• [Given text]:
———

A colleague and I recently published a paper describing how a widely used model for predicting hypotension has been both developed and validated on data impacted by a major selection bias.
In essence, different selection criteria are used depending on the outcome, creating a biased dataset.
The model (Hypotension Prediction Index, HPI) is proprietary and build into a device used for monitoring patients during anesthesia.
I wrote a short summary of it on twitter, pasted below (https://twitter.com/JohsEnevoldsen/status/1561641153899929601)
HPI (a logistic regression) uses features derived from the arterial blood pressure waveform to assess the risk of hypotension in 5 min. It is displayed on the monitor as a number from 0-100. When the predicted risk is high (HPI>85), the device will alarm the clinician.
It was trained on features from 20-sec sections of arterial pressure waveform (predictors). Some labelled hypotension and some labelled non-hypotension (outcomes).
The methods section in the original paper presenting HPI describes the selection of outcomes and predictors (Machine-learning Algorithm to Predict Hypotension Based on High-fidelity Arterial Pressure Waveform Analysis | Anesthesiology | American Society of Anesthesiologists)

———

(Lines taken from a collection)
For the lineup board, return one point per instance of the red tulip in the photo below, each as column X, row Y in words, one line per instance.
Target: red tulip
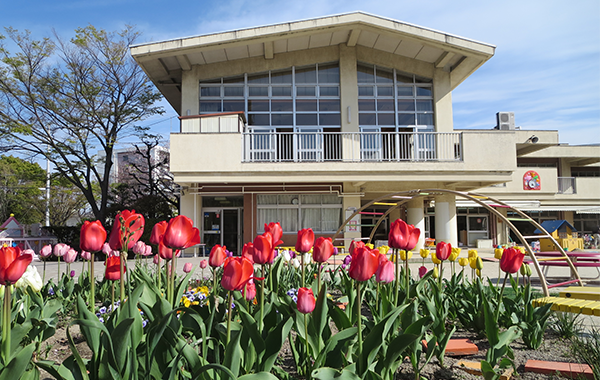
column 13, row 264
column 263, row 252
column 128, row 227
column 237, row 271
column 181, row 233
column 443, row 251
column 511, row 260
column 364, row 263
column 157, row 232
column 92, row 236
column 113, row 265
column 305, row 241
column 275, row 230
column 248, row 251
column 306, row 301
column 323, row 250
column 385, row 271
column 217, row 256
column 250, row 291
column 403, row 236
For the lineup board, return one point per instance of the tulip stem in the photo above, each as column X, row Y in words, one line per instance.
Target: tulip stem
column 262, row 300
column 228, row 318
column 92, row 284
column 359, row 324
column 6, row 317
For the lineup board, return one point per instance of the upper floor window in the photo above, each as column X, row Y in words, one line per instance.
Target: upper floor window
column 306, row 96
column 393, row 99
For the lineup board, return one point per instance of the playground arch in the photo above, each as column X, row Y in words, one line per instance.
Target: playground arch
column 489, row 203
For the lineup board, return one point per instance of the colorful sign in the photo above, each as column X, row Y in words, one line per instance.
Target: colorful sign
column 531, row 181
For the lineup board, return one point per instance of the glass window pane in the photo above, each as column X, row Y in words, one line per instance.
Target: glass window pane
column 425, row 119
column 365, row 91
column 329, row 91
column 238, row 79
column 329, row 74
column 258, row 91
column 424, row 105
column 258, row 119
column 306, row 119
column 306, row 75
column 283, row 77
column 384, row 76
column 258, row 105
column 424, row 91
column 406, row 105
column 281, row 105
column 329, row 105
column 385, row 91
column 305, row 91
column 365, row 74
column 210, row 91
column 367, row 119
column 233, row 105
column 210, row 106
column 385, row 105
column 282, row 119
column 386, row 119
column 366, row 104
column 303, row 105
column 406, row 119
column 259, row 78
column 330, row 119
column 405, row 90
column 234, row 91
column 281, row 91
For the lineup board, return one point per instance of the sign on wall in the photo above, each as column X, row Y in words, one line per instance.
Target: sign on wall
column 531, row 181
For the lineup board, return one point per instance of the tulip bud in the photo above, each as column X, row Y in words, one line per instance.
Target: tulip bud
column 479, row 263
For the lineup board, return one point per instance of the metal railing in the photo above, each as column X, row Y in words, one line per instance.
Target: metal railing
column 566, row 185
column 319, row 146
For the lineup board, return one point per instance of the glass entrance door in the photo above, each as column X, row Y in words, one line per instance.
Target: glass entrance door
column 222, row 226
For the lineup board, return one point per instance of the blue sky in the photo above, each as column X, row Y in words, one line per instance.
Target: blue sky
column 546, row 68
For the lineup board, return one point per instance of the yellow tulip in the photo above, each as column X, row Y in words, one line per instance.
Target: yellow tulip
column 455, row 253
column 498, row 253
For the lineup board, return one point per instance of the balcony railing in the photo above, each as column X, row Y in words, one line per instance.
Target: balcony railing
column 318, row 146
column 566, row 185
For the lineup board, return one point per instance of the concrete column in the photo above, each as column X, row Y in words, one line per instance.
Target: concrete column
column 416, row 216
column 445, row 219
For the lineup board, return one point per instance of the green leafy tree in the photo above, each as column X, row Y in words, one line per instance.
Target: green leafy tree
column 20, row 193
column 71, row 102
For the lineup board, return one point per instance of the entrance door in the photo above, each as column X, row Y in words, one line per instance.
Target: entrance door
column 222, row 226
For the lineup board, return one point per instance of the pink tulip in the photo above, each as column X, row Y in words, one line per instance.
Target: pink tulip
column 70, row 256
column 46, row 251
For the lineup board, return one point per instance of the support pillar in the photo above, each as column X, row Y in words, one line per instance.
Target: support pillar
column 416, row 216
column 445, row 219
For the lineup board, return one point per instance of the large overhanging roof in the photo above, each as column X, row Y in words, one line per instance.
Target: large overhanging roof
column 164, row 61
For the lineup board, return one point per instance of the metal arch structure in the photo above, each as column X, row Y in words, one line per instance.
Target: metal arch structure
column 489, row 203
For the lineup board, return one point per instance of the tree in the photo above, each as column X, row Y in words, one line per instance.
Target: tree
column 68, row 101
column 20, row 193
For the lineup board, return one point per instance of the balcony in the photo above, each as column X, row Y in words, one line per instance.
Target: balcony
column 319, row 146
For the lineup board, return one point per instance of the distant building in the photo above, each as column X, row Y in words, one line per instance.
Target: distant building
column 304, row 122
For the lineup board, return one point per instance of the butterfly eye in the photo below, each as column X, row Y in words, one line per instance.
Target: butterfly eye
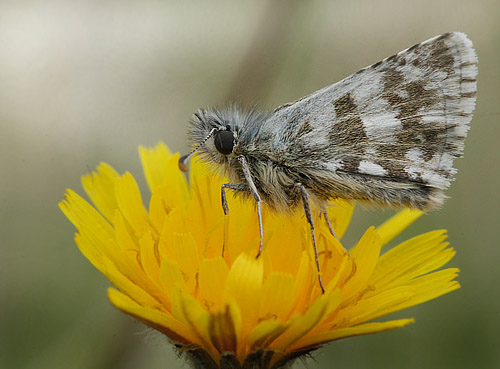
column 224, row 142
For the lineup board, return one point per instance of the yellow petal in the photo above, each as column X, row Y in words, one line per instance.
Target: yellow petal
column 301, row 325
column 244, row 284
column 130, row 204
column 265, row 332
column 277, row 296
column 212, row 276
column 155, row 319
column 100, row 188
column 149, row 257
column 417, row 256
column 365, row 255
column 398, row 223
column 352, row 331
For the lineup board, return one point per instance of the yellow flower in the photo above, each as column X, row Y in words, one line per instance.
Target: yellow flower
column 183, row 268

———

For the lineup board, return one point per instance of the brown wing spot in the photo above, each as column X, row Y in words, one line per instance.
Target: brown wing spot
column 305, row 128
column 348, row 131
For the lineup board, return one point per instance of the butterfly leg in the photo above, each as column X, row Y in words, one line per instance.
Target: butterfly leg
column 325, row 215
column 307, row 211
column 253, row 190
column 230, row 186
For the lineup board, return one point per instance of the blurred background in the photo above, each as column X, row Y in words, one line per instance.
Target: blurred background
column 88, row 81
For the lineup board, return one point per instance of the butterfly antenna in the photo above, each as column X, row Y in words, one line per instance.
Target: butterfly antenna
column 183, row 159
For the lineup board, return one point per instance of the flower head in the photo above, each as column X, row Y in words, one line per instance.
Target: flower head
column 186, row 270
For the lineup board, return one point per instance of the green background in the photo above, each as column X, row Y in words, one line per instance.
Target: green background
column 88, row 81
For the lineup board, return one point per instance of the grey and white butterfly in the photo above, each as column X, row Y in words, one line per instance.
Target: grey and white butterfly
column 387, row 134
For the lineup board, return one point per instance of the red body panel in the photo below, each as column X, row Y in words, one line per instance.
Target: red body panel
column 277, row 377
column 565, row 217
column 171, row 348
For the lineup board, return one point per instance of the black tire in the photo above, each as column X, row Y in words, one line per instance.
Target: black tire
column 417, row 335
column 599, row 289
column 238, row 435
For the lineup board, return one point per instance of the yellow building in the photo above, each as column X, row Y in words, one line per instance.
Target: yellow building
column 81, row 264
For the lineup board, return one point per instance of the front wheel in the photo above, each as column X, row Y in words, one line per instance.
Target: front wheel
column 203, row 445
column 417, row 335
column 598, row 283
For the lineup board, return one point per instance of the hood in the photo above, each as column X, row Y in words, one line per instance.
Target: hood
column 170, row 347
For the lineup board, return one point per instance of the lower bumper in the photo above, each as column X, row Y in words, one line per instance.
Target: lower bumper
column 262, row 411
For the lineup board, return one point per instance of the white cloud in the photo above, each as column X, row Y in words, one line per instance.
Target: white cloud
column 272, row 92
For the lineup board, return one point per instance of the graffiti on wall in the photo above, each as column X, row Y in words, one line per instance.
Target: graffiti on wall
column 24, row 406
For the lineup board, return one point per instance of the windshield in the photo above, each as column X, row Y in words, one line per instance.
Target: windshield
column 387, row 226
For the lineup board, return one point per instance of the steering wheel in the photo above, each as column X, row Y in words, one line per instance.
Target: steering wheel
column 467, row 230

———

• [Tasks for this exercise]:
1) From the text on the Hypotension Prediction Index, list everything that appears inside parentheses.
2) In the text on the Hypotension Prediction Index, copy the passage starting at the words "A colleague and" and stopping after "major selection bias.", swapping "model" for "algorithm".

• [List of solutions]:
1)
- Hypotension Prediction Index, HPI
- https://twitter.com/JohsEnevoldsen/status/1561641153899929601
- a logistic regression
- HPI>85
- predictors
- outcomes
- Machine-learning Algorithm to Predict Hypotension Based on High-fidelity Arterial Pressure Waveform Analysis | Anesthesiology | American Society of Anesthesiologists

2)
A colleague and I recently published a paper describing how a widely used algorithm for predicting hypotension has been both developed and validated on data impacted by a major selection bias.